STATED GOAL
Rewrite the rows, requests included, starting at the first row and stopping after the line that contains "<point>45,59</point>". Offset every coordinate in the answer points by adding 26, and leave all other numbers as they are.

DATA FOR PROCESSING

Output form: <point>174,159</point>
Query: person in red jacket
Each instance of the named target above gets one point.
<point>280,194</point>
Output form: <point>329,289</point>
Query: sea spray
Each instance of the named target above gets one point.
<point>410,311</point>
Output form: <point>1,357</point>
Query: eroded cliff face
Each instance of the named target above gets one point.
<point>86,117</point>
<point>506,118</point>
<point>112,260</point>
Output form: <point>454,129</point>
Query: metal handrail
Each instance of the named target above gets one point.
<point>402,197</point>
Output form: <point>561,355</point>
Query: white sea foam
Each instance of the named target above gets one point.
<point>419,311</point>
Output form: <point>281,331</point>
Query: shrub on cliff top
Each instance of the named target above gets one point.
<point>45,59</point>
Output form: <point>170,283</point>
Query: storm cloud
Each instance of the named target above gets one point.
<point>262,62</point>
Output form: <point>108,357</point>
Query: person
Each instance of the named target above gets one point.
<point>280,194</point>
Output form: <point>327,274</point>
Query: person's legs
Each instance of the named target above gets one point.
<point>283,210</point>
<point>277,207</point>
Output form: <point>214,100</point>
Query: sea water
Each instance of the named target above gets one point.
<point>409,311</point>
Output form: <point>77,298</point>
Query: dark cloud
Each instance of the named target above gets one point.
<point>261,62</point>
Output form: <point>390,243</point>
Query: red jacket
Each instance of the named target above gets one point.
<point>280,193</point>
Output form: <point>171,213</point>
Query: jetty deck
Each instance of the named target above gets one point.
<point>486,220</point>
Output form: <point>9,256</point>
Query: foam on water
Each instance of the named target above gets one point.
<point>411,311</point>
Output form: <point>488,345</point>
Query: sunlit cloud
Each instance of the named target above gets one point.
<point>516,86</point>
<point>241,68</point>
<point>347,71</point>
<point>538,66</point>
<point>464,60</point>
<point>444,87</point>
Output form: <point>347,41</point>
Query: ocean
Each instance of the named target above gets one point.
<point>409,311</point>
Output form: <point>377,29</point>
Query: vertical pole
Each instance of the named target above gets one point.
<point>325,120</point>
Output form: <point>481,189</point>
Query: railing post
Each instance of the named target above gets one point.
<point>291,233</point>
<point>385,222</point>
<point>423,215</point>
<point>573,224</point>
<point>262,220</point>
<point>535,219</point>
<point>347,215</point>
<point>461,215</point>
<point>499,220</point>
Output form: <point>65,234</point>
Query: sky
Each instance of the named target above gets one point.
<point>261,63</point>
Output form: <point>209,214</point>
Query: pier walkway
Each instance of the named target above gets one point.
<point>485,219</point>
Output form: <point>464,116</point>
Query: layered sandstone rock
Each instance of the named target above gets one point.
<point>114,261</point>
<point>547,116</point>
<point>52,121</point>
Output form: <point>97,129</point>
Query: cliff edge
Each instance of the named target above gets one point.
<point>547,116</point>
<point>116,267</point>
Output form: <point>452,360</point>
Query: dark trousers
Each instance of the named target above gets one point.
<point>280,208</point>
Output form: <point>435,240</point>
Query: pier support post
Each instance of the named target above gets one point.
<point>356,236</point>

SOLUTION BELOW
Output form: <point>174,159</point>
Query: person in red jacket
Each instance of the named target above gets one point.
<point>306,220</point>
Output form: <point>329,289</point>
Query: sea spray
Each instance of the named target above gets one point.
<point>436,337</point>
Output form: <point>1,357</point>
Query: eroded cliff face
Each instance of the named target above gets one point.
<point>112,143</point>
<point>532,144</point>
<point>138,286</point>
Output form: <point>454,129</point>
Query: metal handrail
Each instance of the named target above gets one point.
<point>428,223</point>
Output form: <point>561,355</point>
Query: white sea foam
Each instance of the named target above gets one point.
<point>445,337</point>
Output form: <point>281,331</point>
Query: shrub on cliff top
Each instance of the named target above gets one point.
<point>71,85</point>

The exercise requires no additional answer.